_Исходный текст_
####################

Далее он детализирует: возвышенное противоположно (1) ничтожному, (2) обыденному, (3) несовершенному, (4) привычному, (5) посильному, (6) угнетённому, (7) безразличному.[68] «Для возвышенности совершенно безразлично, что именно в человеке вырастает до превосходной величины, лишь бы в нём была какая-то сила, способная к действительному величию. Страсть сама по себе нейтральна, она может быть как уничтожающей, так и созидающей; её величие делает её сильной: в Ромео и Отелло - это любовь, в Макбете - властолюбие и честолюбие... В возвышенном зла это идёт ещё дальше. Мы отклоняем его, пугаемся, но всё-таки чувствуем в нём величие: Ричард III, например, увлекает нас так, что мы восхищаемся его смелостью, его энергией и считаем, что они достойны лучшего приложения. Поэтому и явный злодей растёт в своей гибели. Но этого всё же не должно быть».[69] Почему же осуждение такого зла не вполне безоговорочно? Притягательно не зло, а сила зла, которая в принципе может быть повёрнута в нужную сторону, в сторону героики.

Очень глубоки мысли Гартмана о трагическом; остаётся пожалеть, что триадичная схема не дала ему выделить четвёртую категорию (так было у всех немецких эстетиков, начиная с Канта – за исключением Зольгера). «Трагическое само по себе не есть возвышенное. Если в одном образе находится то и другое, как, например, в образе Зигфрида в «Песне о Нибелунгах», то это проявляется не в одних и тех же чертах: возвышенное находится в превосходно-великом несокрушимой силы, непосредственности, прямолинейности, радостной уверенности и спокойствии, трагическое в обмане, на который он поддаётся, и в вытекающих отсюда последствиях. И хотя возвышенное проявляется через эти последствия, всё же великое и восхищающее присуще не им».[70] Трагическое направлено против возвышенного.

####################

_Набор заданий_
**a)** Воспроизведите без изменений фрагмент отрывка о возвышенном и трагическом от слов «Очень глубоки мысли» до слов «направлено против возвышенного.».
**b)** Перепишите без изменений строки записей от строки со словами «Accessibility service: describe the position of every large» до последней строки записей, включая обе границы.

(Данные разметки изображений)
####################

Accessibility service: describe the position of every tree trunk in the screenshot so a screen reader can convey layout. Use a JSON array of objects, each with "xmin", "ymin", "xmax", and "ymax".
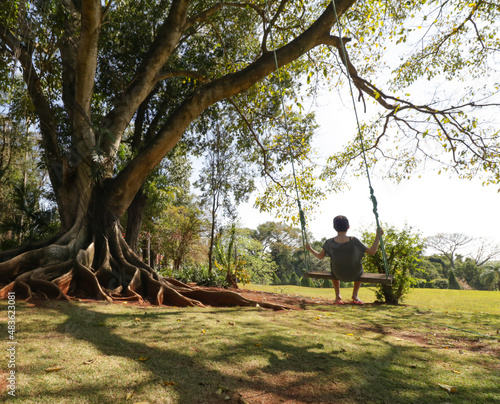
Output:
[
  {"xmin": 0, "ymin": 187, "xmax": 283, "ymax": 309},
  {"xmin": 125, "ymin": 187, "xmax": 147, "ymax": 254}
]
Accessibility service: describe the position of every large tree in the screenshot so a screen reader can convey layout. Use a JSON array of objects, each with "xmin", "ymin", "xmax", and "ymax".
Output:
[{"xmin": 0, "ymin": 0, "xmax": 499, "ymax": 305}]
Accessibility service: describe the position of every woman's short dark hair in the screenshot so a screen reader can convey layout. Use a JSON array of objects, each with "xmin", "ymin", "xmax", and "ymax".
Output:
[{"xmin": 333, "ymin": 216, "xmax": 349, "ymax": 232}]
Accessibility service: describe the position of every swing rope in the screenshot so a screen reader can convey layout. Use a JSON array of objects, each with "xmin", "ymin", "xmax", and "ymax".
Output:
[
  {"xmin": 266, "ymin": 0, "xmax": 309, "ymax": 272},
  {"xmin": 332, "ymin": 0, "xmax": 389, "ymax": 278}
]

####################

_Ответы к заданиям_
**a)**
Очень глубоки мысли Гартмана о трагическом; остаётся пожалеть, что триадичная схема не дала ему выделить четвёртую категорию (так было у всех немецких эстетиков, начиная с Канта – за исключением Зольгера). «Трагическое само по себе не есть возвышенное. Если в одном образе находится то и другое, как, например, в образе Зигфрида в «Песне о Нибелунгах», то это проявляется не в одних и тех же чертах: возвышенное находится в превосходно-великом несокрушимой силы, непосредственности, прямолинейности, радостной уверенности и спокойствии, трагическое в обмане, на который он поддаётся, и в вытекающих отсюда последствиях. И хотя возвышенное проявляется через эти последствия, всё же великое и восхищающее присуще не им».[70] Трагическое направлено против возвышенного.

**b)**
Accessibility service: describe the position of every large tree in the screenshot so a screen reader can convey layout. Use a JSON array of objects, each with "xmin", "ymin", "xmax", and "ymax".
Output:
[{"xmin": 0, "ymin": 0, "xmax": 499, "ymax": 305}]
Accessibility service: describe the position of every woman's short dark hair in the screenshot so a screen reader can convey layout. Use a JSON array of objects, each with "xmin", "ymin", "xmax", and "ymax".
Output:
[{"xmin": 333, "ymin": 216, "xmax": 349, "ymax": 232}]
Accessibility service: describe the position of every swing rope in the screenshot so a screen reader can convey layout. Use a JSON array of objects, each with "xmin", "ymin", "xmax", and "ymax".
Output:
[
  {"xmin": 266, "ymin": 0, "xmax": 309, "ymax": 272},
  {"xmin": 332, "ymin": 0, "xmax": 389, "ymax": 278}
]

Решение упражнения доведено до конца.